• 状态定义：$f[i][j]$ 表示前 $i$ 次机会恰好获得 $j$ 颗星星；
• 初始化：$f_{i,j}=inf, f_{0,0}=0$；
• 转移方程：每个物品可选可不选

$$f_{i,j} = \min_{k\in[0,4]} \{ f_{i-1, j-k} + a_{i,k} \} $$

• 目标：$f_{n,m}$。

#include <cstring>
#include <iostream>
#include <map>
#include <set>
#include <string>

using namespace std;
typedef long long ll;
typedef unsigned long long ull;
const int N = 1e3 + 1, M = 4e3 + 1, INF = 0x3f3f3f3f, B = 131;
int n, m, a[N][5];
int f[N][M];
// f[i][j] :前 i 次机会恰好获得 j 颗星星.

void solve() {
    cin >> n >> m;
    for (int i = 1; i <= n; i++)
        for (int j = 1; j <= 4; j++)
            cin >> a[i][j];

    memset(f, 0x3f, sizeof f);
    f[0][0] = 0;
    for (int i = 1; i <= n; i++)
        for (int j = 0; j <= m; j++) {
            int& t = f[i][j];
            for (int k = 0; k <= 4 && j >= k; k++)
               t = min(t, f[i - 1][j - k] + a[i][k]);
        }
    cout << f[n][m] << endl;
}
int main(int argc, char* argv[]) {
    ios::sync_with_stdio(false), cin.tie(nullptr), cout.tie(nullptr);
    int T; cin >> T; while (T--) solve();
    return 0;
}
====
任务说明
这段动态规划题解中，状态 f[i][j] 表示什么？

数据部分
====
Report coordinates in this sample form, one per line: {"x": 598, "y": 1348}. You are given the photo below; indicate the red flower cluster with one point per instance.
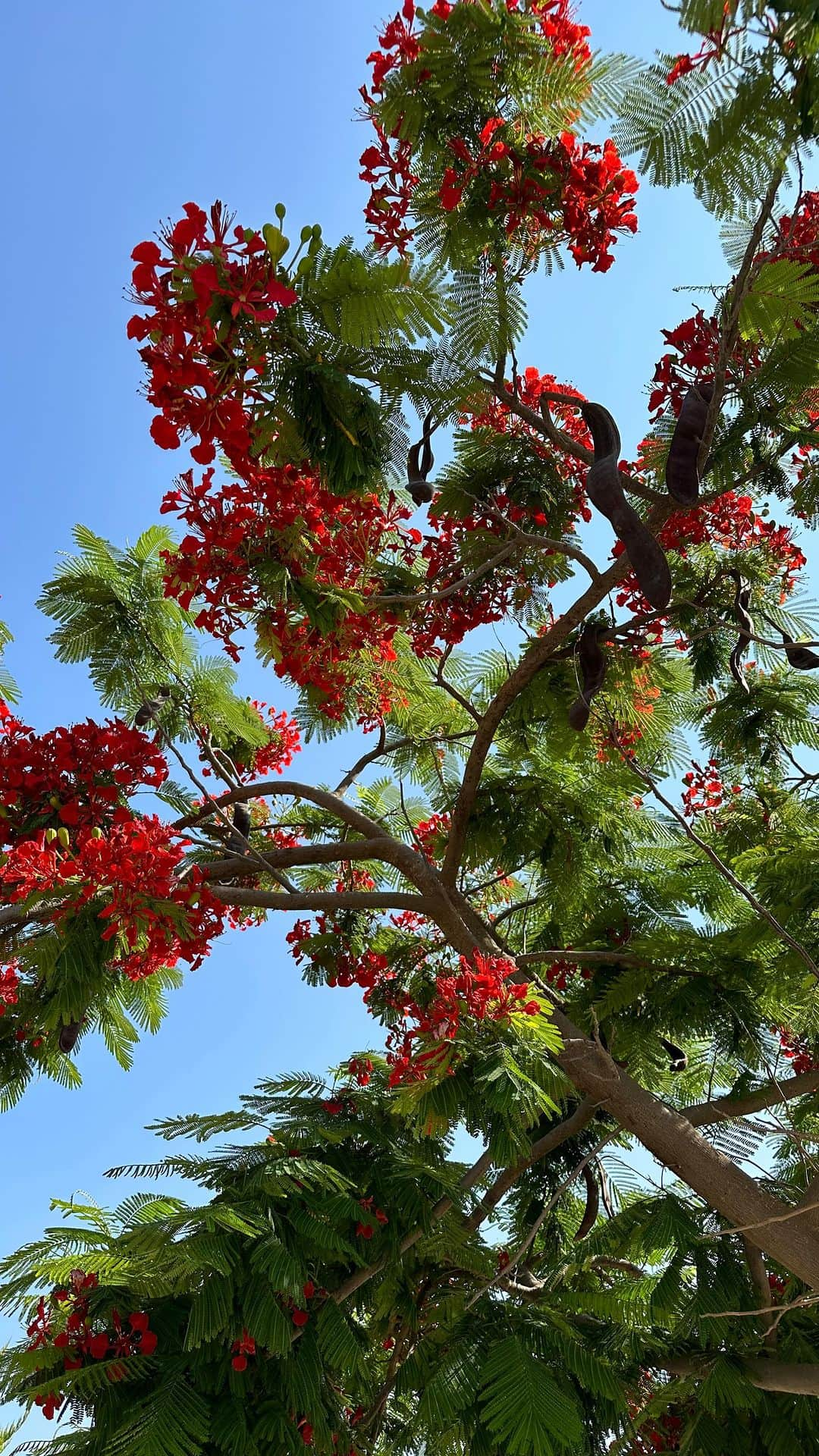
====
参考答案
f[i][j] 表示前 i 次机会恰好获得 j 颗星星。